(Document extract Opens)

Marine isotope stage 7 or MIS 7 is a marine isotope stage in the geologic temperature record that occurred during the late Pleistocene epoch between 245,000 and 190,000 years ago. The stage is composed of two major warm periods, MIS 7eand MIS 7c that are preceded by warming intervals, Termination III (TIII) and TIIIa respectively, that took place on multi-millennia timescales. These were separated by MIS 7d which saw a brief return of glacial conditions.

Marine Isotope Stage 7 has so far not been subject to major scientific interest meaning that high-resolution records for the North Atlantic and Europe are available and simulations very rare.

== Climate ==
The stage was unusual compared to other interglacial periods that occurred during the late Pleistocene epoch. The stage saw pronounced regional variability in the North Atlantic while the Equatorial Pacific saw more subtle variability. MIS 7 is characterised by three periods of very low ice volume that were associated with high temperatures with both marine and continental realms. Global mean surface temperatures during MIS 7e and MIS 7c remained below pre-industrial levels at −1.4  ±0.3 °C and −1.0  ±0.3 °C respectively. MIS 7 was the coldest interglacial period following the Mid-Brunhes Event around 430,000 years ago, an interval that was characterized by an increase in the amplitude of glacial-interglacial variability, similar to MIS 7.

Climatological events that took place during the Quaternary period are generally based on orbital tuning which marine stratigraphical records are dated in reference to solar insolation at 65° North. However it seems that the beginning of some substages such as MIS 7e and MIS 7c appears to be slightly later than orbitally tuned timescales.

(Document extract Closes)

**Assignment 1:** In the passage on Marine Isotope Stage 7, write out again the part that opens with "Marine Isotope Stage 7 has" and closes with "simulations very rare.", changing "scientific interest" to "research attention".
**Assignment 2:** Condense the paragraph of the passage on Marine Isotope Stage 7 that starts "The stage was unusual compared to other interglacial periods" into a shorter version that keeps its main facts.
**Assignment 3:** Pick up the passage on Marine Isotope Stage 7 after its final sentence and carry it on.

(Recorded data Opens)

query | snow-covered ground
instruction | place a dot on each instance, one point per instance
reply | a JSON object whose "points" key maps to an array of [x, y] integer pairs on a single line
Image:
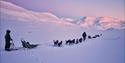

(Recorded data Closes)

**Answer space 1:**
Marine Isotope Stage 7 has so far not been subject to major research attention meaning that high-resolution records for the North Atlantic and Europe are available and simulations very rare.

**Answer space 2:** MIS 7 was unusual among late Pleistocene interglacials. Regional variability was pronounced in the North Atlantic and subtler in the Equatorial Pacific. The stage had three periods of very low ice volume, linked to high temperatures on both sea and land. Global mean surface temperatures during MIS 7e and MIS 7c stayed below pre-industrial levels, at −1.4 ±0.3 °C and −1.0 ±0.3 °C. It was the coldest interglacial after the Mid-Brunhes Event about 430,000 years ago, an interval marked by larger glacial-interglacial swings, as in MIS 7.

**Answer space 3:**
== History ==
The stage started during the late Pleistocene epoch around 245,000 years ago. Termination III was marked by three cold episodes. The last of these cold episodes interrupted forest development on the northwestern Iberian Peninsula, possibly related to the deglacial climatic amelioration. This begins during the middle of Termination III but maximum cold conditions occur at the beginning of low ice volume conditions. Termination III is also marked by a striking feature being the only transition period of the last 420,000 years that is incised by a warm–cold cycle similar to Termination I.

The peak of MIS 7e lasted from approximately 237,000 to 228,000 years ago. MIS 7c began around 215,000 years ago. This period likely saw the warmest phase across the entirety of MIS 7 although the global surface temperature difference compared to MIS 7e is within uncertainty values. The concentration of atmospheric Carbon dioxide were below 30 ppm lower than in MIS 7e.

The end of MIS 7 seems to have been complex with events not being particularly well defined in core samples.